** start of Records for this task **

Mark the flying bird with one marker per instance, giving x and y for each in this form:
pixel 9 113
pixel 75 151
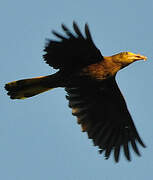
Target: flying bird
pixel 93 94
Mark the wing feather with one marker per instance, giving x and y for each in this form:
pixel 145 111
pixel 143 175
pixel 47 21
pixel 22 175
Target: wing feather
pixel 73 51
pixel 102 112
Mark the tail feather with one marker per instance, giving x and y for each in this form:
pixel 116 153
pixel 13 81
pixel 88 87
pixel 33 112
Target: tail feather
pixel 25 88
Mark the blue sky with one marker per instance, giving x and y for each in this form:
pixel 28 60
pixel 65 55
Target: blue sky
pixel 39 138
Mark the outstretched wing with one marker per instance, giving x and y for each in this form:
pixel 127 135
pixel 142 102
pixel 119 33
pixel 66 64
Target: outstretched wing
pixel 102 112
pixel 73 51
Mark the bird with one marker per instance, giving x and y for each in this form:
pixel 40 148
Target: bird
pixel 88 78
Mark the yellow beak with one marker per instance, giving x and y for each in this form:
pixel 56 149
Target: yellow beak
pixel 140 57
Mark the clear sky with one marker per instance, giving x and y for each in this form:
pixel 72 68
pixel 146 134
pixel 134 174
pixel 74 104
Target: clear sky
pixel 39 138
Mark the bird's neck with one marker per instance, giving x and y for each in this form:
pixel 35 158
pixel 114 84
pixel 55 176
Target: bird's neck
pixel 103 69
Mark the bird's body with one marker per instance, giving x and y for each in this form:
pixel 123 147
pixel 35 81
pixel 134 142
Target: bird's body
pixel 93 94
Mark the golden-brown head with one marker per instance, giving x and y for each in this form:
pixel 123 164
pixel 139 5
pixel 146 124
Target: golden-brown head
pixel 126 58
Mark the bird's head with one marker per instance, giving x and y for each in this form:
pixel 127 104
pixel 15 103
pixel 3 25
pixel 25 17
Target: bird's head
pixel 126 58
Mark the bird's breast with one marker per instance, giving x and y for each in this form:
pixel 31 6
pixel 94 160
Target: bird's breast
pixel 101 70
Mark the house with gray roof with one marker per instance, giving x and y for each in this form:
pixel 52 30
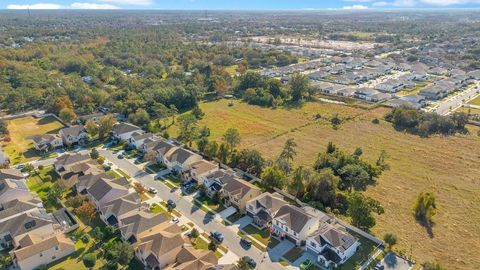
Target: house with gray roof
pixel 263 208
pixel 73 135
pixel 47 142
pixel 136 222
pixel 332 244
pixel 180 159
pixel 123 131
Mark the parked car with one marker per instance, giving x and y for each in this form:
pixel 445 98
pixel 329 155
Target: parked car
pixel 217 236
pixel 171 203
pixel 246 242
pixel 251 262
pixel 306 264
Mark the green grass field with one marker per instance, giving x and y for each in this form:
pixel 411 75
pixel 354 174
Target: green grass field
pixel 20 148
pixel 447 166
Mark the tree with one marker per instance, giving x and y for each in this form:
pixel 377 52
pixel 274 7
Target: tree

** end of Records for this task **

Task directions
Reproduce every line of the material above word for word, omitting the pictures.

Full answer
Mark the flying bird with one marker per instance, giving x and y for each in this form:
pixel 9 113
pixel 75 151
Target: flying bird
pixel 93 94
Mark the wing feather with one marker per instance, giving x and y for each in this form:
pixel 145 111
pixel 143 175
pixel 47 21
pixel 22 175
Target: wing feather
pixel 73 51
pixel 102 112
Mark the tail feather with one marker per instance, giving x and y for each in this form:
pixel 116 153
pixel 13 81
pixel 88 87
pixel 33 112
Target: tail feather
pixel 25 88
Mark the blue sky with one marker per instance, giving x and y for each in this form:
pixel 28 60
pixel 65 55
Target: blue sky
pixel 39 138
Mark the outstretched wing with one marker per instance, giving x and y for each in this form:
pixel 127 135
pixel 142 102
pixel 119 33
pixel 66 64
Target: outstretched wing
pixel 102 112
pixel 73 51
Mark the bird with one marker per instance, giving x and y for each in this form:
pixel 40 148
Target: bird
pixel 88 78
Mark the yellow beak with one marker per instance, giving x and y for each in this form:
pixel 56 149
Target: yellow beak
pixel 140 57
Mark the clear sky with one marker per instance, giving x and y for each in this form:
pixel 72 68
pixel 146 134
pixel 134 174
pixel 74 104
Target: clear sky
pixel 39 138
Mark the bird's neck with one marker per instance, giving x and y for each in this form:
pixel 35 158
pixel 114 84
pixel 55 176
Target: bird's neck
pixel 103 69
Mark the bird's body with one marker per instance, giving x and y for each in this form:
pixel 123 147
pixel 35 81
pixel 134 142
Target: bird's body
pixel 93 94
Mark the golden-brown head with one marker per instance, giving x and y for each in this form:
pixel 123 164
pixel 139 5
pixel 146 124
Target: golden-brown head
pixel 126 58
Mark the bird's head with one marker per instance, giving x and y for each in this form:
pixel 127 104
pixel 15 103
pixel 3 25
pixel 25 17
Target: bird's head
pixel 126 58
Mark the bird's breast with one marker per instance, giving x and y for each in this form:
pixel 31 6
pixel 94 160
Target: bird's breast
pixel 101 70
Mark the house with gray roof with one marker per instance, giving x and y for each in this form:
pixel 52 30
Target: house with gray roof
pixel 263 208
pixel 73 135
pixel 47 142
pixel 136 222
pixel 332 244
pixel 180 159
pixel 123 131
Mark the parked car with one marker per instance, giving x and y for each in this form:
pixel 445 98
pixel 329 155
Target: parked car
pixel 217 236
pixel 171 203
pixel 246 242
pixel 251 262
pixel 306 264
Mark the green grass field with one marker per instance, giving x and y for each in this form:
pixel 411 75
pixel 354 174
Target: green grass field
pixel 20 148
pixel 447 166
Mark the tree with one marker per instance, giving x and y for each in this form:
pixel 377 52
pixel 274 7
Target: tree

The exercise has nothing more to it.